■ TEXT SECTION:
I was having the same problem. Removing -v didn't work for me. My use-case is slightly different in that I'm going from source (EXT4) to ExFAT. The issue for me was that rsync was attempting to preserve device files and permissions, which ExFAT doesn't support. I was using the -hrltDvaP switches. The -D and -a switches seemed to be my problem. The -a switch translates to -rlptgoD (no -H,-A,-X). The -p, -g, and -o switches seemed to be my root cause as rsync was barfing on one or all of those during runtime. Removing -a and specifying -Prltvc switches explicitly is working for me.
bkupcmd="nice -n$nicelevel /usr/bin/rsync -Prltvc --exclude-from=/var/tmp/ignorelist "
I've been running into the same thing again and again and it seems to help if you drop the -v option (which is annoying if you need that output).
Try using --whole-file/-W.
This command disables the rsync delta-transfer algorithm.
That is what worked for us (WSL to OSX)
our full sync flags were -avWPle
(e was because we were using ssh, and that has to be the last flag)
This happened to me when the remote device ran out of space. The error wouldn't show when --verbose option was used; turning that off yielded some STDERR output that explained that the remote device was out of space. When I freed some space, I was able to run rsync again with --verbose and everything went fine.
I am using openSUSE 13.2 Linux, rsync version 3.1.1-2.4.1.x86_64, and I experienced similar problems, doing an rsync between my laptop and an external hard disk, with the destination device definitively having enough free space.
I thought I got an improvement omitting option -v, but after 10 minutes it was hanging again: strace said:
select(5, [], [4], [], {60, 0}) = 0 (Timeout)
And with "iotop" I counld see confirm that the rsync processes did no significant disk IO any more.
Neither removing the -v option nor limiting the bandwidth using --bwlimit fixed the problem.
Just had a similar problem while doing rsync from harddisk to a FAT32 USB drive. rsync froze already in less than a second in my case and did not react at all after that ... left it with CTRL+C.
Found out that the problem was a combination of usage of hardlinks on the harddisk and having FAT32 filesystem on the USB drive, which does not support hardlinks.

■ STATED PROBLEM 1:
In the rsync troubleshooting thread, which option disables the delta-transfer algorithm?
■ STATED PROBLEM 2:
Continue the rsync troubleshooting thread from its last post.

■ GIVEN DATA:
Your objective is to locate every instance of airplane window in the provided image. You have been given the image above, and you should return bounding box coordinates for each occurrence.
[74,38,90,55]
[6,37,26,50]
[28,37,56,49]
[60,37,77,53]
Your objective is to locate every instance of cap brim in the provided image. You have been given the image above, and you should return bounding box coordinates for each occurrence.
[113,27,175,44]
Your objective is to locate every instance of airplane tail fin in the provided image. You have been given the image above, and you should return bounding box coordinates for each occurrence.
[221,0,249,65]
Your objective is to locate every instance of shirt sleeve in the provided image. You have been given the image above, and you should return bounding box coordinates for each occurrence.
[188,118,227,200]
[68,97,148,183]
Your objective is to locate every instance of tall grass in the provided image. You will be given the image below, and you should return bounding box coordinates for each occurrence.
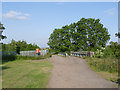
[2,54,52,63]
[87,58,118,73]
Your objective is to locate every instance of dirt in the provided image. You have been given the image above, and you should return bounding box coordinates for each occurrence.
[47,55,114,88]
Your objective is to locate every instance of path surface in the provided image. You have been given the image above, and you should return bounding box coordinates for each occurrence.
[47,55,113,88]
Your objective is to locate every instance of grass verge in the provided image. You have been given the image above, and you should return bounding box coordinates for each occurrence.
[2,60,53,88]
[86,58,120,86]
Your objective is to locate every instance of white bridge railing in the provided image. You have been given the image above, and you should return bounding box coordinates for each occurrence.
[71,51,94,57]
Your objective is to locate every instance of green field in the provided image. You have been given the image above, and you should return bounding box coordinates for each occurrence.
[86,58,120,84]
[2,60,53,88]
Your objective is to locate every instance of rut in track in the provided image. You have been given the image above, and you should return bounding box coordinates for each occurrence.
[47,55,113,88]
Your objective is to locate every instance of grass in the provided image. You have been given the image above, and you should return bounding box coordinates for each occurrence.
[2,54,51,64]
[86,58,120,85]
[2,60,53,88]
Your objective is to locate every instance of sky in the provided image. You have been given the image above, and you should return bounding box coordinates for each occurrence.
[2,2,118,48]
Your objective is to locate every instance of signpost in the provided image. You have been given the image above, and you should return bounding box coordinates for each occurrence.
[35,48,39,55]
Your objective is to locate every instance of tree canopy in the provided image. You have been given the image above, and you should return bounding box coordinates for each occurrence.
[48,18,110,52]
[2,40,40,54]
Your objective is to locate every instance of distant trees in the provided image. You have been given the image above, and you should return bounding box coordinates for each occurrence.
[2,40,40,54]
[48,18,110,52]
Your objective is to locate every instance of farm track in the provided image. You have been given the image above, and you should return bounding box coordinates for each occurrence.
[47,55,114,88]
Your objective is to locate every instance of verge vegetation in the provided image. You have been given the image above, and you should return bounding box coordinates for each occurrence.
[2,60,53,88]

■ EXPECTED ANSWER 1:
--whole-file, or -W

■ EXPECTED ANSWER 2:
Formatting the USB drive with ext4 solved the problem for me.
In my situation rsync was not actually failing.
I have regular server backups which transfers large files over 500GB+ and have --append-verify or --checkusm over ssh parameters specified.
What I have found upon analysis is that once the client side completes it's file checks then the server side checks start. Which means while the server is doing it's checks the client side will appear hanged and frozen - run htop on the server to rsync working away.
This is likely a non issue if rsync is run in deamon mode on the server and using the rsync protocol instead of ssh for transfers.
On related note, this very LONG wait would trigger SSH timeout and a rsync: connection unexpectedly closed (254 bytes received so far) [sender] error message, sollution is to add ClientAliveInterval 120 and ClientAliveCountMax 720 to /etc/ssh/sshd_config.
I've seen this quite often on 3.0.9 on a directory with hardlinks, but it also happened on 3.1.3.
There is a nice analysis in Debian bug 820916: when its internal sockets are congested with errors, rsync could go into a deadlock.
This might have been fixed in a 3.2 release just a few days ago (Jun 2020):
Avoid a hang when an overabundance of messages clogs up all the I/O buffers.
The only good workaround I can think of is, if the problem is not persistent, then put timeout in front of it: timeout rsync <args> <source> <destination>, then retry. If it is persistent for you, you're the lucky one who can debug it :D
It also happens when the user on target machine has not write permissions on target folder.
You can try giving write permission to others target folder:
sudo chmod -R o+w /path/to/target-folder
In my case, it was the IPC (Intrusion Protection Component) in our firewall. It sees all the TCP SYN packets as a flood attack and kills the connection. I left a rsync over NFS session open and turned off the IPC for the servers firewall rule and it starting working again right away.
rsync -ravh /source /destination
When it happened I was not able to kill the rsync session. It locked up the NFS mount and I would have to reboot the client machine to get it to work again. The strange thing is it would copy some files over then all of a sudden stop. It always seemed to stop on the same file. So I was looking for file issues, permission issues, TCP offloading issues, tried removing the -v in the rsync call. If you are having this issue at least in my case it even happened with a simple.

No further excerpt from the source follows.